START Input for this task
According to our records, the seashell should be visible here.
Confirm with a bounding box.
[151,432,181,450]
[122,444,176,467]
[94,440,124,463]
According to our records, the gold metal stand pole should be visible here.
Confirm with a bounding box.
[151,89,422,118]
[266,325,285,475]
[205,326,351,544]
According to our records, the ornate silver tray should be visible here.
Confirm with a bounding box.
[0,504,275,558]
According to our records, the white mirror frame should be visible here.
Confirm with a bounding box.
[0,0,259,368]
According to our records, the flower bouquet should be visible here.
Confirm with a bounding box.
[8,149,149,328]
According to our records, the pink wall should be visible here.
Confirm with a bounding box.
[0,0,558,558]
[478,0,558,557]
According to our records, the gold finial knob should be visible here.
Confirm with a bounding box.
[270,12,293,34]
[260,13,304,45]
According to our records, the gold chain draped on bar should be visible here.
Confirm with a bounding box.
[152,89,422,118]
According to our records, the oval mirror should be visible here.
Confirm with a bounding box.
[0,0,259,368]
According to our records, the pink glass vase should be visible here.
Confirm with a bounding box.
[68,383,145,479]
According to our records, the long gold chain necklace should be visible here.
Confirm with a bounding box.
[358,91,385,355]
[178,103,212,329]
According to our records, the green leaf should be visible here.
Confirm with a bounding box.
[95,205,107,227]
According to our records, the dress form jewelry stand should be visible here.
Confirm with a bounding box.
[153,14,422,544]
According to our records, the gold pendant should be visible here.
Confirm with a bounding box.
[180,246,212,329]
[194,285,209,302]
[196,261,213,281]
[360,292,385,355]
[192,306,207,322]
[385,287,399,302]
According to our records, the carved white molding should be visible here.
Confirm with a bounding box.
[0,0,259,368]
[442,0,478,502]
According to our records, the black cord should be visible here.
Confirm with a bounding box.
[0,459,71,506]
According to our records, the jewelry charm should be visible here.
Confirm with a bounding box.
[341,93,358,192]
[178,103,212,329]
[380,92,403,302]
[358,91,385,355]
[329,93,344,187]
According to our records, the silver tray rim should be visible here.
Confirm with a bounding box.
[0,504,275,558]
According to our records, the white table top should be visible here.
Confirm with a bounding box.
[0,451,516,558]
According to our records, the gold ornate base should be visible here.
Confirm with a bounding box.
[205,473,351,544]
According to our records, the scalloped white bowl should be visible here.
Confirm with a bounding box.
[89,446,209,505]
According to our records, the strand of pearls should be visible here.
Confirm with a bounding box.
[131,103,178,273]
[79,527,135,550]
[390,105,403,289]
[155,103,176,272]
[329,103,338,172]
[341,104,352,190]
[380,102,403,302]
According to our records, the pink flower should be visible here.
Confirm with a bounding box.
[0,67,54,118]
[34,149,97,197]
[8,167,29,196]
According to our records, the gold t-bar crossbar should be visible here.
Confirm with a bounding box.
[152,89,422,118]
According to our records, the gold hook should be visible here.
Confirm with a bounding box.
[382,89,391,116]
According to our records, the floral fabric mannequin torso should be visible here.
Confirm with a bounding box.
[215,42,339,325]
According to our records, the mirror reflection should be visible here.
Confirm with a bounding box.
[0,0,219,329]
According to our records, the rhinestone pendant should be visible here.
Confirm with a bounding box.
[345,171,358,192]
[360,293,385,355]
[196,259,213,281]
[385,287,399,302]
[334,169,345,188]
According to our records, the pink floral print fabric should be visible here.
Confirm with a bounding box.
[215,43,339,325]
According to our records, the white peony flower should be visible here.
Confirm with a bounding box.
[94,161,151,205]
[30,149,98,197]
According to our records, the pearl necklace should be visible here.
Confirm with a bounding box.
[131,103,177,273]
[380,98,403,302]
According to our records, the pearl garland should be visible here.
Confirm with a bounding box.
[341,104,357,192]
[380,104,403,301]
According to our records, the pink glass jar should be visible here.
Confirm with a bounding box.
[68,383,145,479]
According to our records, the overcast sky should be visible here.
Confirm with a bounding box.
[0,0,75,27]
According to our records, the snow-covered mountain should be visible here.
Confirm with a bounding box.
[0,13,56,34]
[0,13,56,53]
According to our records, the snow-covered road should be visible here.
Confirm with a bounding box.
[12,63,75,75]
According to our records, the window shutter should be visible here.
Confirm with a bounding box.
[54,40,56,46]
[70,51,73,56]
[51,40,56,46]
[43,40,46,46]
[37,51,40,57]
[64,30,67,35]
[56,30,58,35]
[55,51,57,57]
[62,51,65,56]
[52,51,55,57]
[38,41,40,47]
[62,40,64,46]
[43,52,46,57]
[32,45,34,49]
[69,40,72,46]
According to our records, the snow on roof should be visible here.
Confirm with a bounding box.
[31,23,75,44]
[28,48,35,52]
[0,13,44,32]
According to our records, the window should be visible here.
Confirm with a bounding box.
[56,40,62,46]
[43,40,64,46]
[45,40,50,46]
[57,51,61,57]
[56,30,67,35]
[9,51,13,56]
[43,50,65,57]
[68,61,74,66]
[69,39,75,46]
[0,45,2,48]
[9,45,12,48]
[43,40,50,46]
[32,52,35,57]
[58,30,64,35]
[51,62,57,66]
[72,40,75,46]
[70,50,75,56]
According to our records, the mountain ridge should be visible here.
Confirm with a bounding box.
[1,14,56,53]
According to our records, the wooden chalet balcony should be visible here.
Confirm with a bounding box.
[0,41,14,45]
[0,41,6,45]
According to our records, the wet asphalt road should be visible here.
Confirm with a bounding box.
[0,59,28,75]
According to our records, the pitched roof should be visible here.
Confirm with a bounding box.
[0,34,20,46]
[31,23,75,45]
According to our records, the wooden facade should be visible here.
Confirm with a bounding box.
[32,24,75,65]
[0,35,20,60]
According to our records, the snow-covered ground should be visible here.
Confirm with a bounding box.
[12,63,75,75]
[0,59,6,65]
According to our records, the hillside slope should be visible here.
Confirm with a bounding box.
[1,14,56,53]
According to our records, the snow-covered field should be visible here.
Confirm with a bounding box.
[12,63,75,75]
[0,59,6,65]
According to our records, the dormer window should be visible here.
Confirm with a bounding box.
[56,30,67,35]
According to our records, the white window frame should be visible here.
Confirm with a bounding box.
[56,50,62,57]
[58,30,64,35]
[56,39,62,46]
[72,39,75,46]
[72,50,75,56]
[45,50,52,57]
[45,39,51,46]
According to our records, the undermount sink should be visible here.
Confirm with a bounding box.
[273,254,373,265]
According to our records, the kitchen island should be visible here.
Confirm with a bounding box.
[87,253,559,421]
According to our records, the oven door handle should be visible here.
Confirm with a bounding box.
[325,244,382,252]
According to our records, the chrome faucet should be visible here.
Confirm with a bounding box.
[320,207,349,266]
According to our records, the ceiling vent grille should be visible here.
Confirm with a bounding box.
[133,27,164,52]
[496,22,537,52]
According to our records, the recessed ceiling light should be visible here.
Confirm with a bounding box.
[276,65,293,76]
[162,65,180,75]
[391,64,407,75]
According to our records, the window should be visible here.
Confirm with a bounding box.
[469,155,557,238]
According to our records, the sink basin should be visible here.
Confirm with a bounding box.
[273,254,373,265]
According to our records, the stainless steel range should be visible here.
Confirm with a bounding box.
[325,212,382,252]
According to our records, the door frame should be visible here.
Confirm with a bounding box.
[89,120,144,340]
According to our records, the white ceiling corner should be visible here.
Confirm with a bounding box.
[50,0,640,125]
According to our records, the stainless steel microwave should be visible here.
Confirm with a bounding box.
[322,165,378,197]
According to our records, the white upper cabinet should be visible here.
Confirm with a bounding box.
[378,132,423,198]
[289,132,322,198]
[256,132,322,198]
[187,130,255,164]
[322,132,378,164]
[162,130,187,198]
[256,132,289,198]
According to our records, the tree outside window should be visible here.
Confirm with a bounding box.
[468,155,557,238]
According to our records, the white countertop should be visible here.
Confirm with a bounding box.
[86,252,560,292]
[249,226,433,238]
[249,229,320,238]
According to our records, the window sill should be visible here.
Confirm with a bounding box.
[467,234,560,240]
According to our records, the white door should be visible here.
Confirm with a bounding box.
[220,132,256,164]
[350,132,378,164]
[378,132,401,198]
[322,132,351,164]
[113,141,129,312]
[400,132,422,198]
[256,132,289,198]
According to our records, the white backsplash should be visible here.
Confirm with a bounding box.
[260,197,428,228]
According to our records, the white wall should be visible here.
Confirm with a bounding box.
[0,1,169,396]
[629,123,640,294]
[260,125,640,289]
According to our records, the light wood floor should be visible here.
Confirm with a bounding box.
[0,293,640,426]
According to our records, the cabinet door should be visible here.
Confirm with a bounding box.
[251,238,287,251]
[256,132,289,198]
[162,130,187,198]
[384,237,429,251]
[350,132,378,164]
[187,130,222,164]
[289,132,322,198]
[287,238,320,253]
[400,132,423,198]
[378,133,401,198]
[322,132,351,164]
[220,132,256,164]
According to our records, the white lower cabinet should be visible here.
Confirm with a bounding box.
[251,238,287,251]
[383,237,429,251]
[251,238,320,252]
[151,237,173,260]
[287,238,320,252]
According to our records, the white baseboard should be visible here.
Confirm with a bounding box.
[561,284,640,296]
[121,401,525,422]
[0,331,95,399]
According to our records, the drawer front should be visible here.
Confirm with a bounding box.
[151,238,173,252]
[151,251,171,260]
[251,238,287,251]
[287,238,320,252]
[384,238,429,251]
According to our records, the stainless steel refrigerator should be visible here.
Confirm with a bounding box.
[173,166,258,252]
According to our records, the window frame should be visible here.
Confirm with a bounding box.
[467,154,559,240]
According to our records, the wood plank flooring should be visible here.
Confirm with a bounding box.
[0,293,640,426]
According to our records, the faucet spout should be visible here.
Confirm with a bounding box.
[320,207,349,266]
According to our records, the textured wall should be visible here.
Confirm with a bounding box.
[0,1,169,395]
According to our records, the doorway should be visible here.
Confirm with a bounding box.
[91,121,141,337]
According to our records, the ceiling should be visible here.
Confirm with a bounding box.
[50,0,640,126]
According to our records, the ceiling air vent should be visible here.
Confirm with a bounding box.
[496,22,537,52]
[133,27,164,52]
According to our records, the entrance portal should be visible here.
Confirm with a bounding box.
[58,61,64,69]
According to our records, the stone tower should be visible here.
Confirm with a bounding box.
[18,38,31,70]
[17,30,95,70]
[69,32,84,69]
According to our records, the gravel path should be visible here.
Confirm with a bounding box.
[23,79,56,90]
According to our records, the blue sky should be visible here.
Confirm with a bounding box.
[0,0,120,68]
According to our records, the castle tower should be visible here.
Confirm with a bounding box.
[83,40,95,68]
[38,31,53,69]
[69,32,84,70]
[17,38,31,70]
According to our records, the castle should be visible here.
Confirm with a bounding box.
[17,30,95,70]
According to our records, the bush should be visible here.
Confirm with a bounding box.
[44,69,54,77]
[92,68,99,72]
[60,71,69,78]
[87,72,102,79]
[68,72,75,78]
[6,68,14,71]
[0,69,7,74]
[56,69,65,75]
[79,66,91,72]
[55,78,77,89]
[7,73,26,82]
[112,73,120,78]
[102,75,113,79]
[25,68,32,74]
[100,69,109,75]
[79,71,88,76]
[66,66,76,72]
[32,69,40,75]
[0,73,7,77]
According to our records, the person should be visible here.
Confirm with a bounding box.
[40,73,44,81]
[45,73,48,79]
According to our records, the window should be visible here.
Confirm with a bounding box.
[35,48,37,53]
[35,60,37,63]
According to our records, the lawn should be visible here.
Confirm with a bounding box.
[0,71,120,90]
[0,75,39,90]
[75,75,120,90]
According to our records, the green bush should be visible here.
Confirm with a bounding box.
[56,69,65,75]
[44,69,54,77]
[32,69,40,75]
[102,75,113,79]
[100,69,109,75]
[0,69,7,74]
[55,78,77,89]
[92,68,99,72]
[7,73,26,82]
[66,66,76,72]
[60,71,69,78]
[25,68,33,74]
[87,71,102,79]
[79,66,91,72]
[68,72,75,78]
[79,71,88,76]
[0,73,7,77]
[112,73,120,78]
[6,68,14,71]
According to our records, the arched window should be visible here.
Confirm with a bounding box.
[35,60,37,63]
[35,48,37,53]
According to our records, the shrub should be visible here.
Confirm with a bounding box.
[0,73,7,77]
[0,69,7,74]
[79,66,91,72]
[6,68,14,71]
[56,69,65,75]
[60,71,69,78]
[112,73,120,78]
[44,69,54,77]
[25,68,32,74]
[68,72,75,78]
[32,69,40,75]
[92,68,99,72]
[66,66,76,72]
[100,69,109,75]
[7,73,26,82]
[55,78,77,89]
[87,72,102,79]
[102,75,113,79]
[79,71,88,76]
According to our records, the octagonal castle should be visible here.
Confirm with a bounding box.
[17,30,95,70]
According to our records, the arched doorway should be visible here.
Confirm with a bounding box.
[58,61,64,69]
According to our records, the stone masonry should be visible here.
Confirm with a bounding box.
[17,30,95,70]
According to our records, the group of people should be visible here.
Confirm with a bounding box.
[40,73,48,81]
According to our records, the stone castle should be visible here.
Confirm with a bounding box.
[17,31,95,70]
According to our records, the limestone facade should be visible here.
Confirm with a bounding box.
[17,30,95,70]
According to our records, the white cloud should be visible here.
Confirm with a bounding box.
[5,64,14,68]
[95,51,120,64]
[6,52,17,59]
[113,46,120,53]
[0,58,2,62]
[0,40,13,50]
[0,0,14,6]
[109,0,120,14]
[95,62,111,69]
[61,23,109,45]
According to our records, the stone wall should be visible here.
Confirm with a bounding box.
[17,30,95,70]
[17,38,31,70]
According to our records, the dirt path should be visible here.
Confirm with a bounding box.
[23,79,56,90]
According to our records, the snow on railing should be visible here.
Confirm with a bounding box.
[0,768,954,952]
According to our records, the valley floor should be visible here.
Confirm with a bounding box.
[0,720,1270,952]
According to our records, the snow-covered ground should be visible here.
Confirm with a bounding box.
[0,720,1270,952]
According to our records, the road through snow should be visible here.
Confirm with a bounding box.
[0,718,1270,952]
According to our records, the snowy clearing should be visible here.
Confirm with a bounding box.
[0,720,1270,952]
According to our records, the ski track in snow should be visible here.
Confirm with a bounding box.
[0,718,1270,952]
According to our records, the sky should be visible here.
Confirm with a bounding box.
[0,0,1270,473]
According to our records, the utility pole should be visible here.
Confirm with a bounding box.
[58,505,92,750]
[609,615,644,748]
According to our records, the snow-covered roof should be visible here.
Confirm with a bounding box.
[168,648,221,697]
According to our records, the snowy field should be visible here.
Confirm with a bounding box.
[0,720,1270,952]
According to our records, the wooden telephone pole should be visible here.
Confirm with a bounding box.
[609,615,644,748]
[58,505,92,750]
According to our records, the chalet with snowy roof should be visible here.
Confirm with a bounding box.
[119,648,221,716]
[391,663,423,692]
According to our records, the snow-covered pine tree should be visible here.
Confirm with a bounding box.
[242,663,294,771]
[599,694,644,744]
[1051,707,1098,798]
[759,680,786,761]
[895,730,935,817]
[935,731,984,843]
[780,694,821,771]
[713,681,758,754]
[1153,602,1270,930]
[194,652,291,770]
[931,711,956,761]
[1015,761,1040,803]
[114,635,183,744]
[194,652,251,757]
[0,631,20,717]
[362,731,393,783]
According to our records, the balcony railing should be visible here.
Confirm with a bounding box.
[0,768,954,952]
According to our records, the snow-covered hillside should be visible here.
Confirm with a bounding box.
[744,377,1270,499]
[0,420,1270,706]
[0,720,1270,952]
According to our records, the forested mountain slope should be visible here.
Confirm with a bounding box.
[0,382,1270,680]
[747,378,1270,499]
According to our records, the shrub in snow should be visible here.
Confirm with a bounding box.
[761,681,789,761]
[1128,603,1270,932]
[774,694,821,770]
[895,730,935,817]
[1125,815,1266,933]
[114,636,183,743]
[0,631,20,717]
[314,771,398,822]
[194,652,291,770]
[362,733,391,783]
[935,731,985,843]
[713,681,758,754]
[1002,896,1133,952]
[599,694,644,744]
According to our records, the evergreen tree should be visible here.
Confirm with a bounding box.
END Input for this task
Copy every line of the material, starting at its first line and ending at the line that contains "[260,13,304,45]". Adjust each bounding-box coordinate in the answers by -140.

According to our records, the seashell should be visible here.
Confirm with a bounding box.
[11,292,41,310]
[-18,304,36,327]
[-46,300,-16,323]
According to our records, the gold metal stand pole should be visible here.
Confirm with a bounding box.
[11,-51,282,-22]
[126,185,145,335]
[65,186,211,404]
According to our records, the ornate silver tray should be visible here.
Confirm with a bounding box.
[-140,364,135,418]
According to our records, the white mirror frame should be visible here.
Confirm with a bounding box.
[-140,-140,119,228]
According to our records, the flower bouquet should be visible here.
Confirm with a bounding box.
[-132,9,9,188]
According to our records, the pink wall should be visible here.
Confirm with a bounding box.
[-140,-140,418,418]
[338,-140,418,417]
According to our records, the gold finial knob should be visible here.
Confirm with a bounding box.
[130,-128,153,-106]
[120,-127,164,-95]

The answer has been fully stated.